Exercise aim:
Copy every line of the records that includes the word "below".
BEGIN Provided information
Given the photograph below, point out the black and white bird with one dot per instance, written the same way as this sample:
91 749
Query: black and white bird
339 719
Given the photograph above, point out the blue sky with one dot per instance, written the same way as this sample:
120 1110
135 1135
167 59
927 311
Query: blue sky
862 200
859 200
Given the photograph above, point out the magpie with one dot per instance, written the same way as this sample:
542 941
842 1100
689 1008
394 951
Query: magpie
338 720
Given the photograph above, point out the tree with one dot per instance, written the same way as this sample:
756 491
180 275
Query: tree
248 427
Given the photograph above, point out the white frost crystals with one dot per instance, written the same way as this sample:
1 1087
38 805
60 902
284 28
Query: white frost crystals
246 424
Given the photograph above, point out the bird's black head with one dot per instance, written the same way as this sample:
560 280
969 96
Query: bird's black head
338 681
END Provided information
BEGIN Provided information
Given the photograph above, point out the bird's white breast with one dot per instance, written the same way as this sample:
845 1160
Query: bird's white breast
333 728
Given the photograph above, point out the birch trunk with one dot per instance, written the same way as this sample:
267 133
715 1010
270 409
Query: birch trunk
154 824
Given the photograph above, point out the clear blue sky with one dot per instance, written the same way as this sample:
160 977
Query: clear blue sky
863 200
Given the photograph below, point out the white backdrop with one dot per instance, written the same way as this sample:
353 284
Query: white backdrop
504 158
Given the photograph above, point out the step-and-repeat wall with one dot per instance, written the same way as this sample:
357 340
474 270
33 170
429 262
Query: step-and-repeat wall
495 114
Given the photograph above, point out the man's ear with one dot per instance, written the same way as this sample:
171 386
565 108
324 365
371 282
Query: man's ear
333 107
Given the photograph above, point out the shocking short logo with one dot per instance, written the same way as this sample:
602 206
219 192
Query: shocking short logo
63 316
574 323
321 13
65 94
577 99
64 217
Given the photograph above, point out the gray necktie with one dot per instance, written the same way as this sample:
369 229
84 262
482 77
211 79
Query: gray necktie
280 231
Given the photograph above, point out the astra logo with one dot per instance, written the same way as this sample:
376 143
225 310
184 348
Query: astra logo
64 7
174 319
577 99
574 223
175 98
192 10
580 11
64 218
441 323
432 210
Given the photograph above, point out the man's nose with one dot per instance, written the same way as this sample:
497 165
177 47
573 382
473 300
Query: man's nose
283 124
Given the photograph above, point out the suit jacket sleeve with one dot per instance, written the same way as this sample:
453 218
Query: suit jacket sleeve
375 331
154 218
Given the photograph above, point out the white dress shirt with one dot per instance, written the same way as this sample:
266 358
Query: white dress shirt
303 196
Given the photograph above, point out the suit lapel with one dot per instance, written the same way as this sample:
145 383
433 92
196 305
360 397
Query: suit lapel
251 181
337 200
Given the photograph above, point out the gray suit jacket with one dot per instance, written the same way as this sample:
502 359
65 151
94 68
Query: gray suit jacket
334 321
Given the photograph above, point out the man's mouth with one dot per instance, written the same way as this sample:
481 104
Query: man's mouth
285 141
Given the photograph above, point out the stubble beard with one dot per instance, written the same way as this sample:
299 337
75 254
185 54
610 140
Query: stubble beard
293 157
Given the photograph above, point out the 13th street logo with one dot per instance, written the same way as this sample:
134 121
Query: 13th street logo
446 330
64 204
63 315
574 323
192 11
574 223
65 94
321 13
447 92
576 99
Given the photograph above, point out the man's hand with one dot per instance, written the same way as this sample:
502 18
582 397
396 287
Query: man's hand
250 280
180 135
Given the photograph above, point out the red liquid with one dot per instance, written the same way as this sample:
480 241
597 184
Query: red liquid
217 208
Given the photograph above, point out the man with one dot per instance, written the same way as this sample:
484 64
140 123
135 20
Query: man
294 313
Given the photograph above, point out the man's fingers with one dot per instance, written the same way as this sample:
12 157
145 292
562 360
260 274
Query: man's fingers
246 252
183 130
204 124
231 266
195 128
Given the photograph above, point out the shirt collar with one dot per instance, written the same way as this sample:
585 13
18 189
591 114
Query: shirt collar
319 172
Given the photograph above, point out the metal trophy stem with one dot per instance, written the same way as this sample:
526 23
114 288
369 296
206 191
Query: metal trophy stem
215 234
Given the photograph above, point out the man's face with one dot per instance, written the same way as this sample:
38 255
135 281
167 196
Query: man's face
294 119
END Provided information
Output:
Given the photograph below, point out the black and white bird with one dot per instance, written the same way as this sample:
Given the photograph below, point out the white backdrop with one dot per instance, written the same way as this sample:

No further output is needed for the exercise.